--- start of EXCERPTED RECORDS ---
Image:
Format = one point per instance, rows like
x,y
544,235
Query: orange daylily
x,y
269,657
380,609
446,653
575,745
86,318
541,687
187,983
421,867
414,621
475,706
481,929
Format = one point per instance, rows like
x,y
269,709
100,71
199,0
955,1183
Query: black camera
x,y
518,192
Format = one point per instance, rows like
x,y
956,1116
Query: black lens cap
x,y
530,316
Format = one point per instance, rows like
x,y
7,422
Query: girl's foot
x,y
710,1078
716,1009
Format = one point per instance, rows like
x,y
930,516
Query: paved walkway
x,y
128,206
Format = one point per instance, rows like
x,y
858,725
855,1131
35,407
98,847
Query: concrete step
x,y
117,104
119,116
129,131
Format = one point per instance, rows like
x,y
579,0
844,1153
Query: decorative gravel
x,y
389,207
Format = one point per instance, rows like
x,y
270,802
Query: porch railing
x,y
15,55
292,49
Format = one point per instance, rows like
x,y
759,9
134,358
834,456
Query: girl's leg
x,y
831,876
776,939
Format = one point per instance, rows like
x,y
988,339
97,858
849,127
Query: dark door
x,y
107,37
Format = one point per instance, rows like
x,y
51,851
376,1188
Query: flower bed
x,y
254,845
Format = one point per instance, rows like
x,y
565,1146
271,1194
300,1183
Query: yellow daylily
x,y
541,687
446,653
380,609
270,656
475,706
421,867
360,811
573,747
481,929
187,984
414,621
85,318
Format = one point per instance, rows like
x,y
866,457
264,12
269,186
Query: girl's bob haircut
--- end of EXCERPTED RECORDS ---
## WRITTEN INSTRUCTION
Output all of the data above without any alteration.

## THE RESULT
Image:
Format = one point per instance, rows like
x,y
544,235
Query: orange daylily
x,y
269,657
380,609
446,653
575,745
86,318
541,687
187,983
421,867
414,621
475,706
481,929
Format = one point per instance, rows like
x,y
269,709
100,71
199,0
955,1183
Query: black camera
x,y
518,192
Format = one point per instance, rows like
x,y
956,1116
Query: black lens cap
x,y
530,316
Format = one point per instance, rows like
x,y
7,422
Query: girl's foot
x,y
710,1078
716,1009
Format = one point per instance, rows like
x,y
930,516
Query: paved walkway
x,y
128,206
Format = one point per instance, rows like
x,y
858,725
855,1131
35,407
98,847
Query: concrete step
x,y
117,104
119,116
129,131
Format = one point per instance, rows like
x,y
579,0
844,1153
Query: decorative gravel
x,y
389,207
Format = one point per instance, rows like
x,y
270,802
Query: porch railing
x,y
15,55
292,49
Format = one point per instance, rows like
x,y
759,9
134,358
834,456
Query: girl's leg
x,y
831,876
776,939
Format = one point per instance, rows like
x,y
988,339
97,858
849,127
Query: dark door
x,y
107,37
Format = one point per instance, rows like
x,y
51,851
376,1188
Query: flower bed
x,y
254,845
Format = one point per instance, rows like
x,y
565,1146
271,1194
300,1183
Query: yellow daylily
x,y
541,687
446,653
380,609
270,656
475,706
421,867
360,811
573,747
481,929
187,984
414,621
85,318
Format = one point per instance, rows like
x,y
866,457
264,12
269,186
Query: girl's bob haircut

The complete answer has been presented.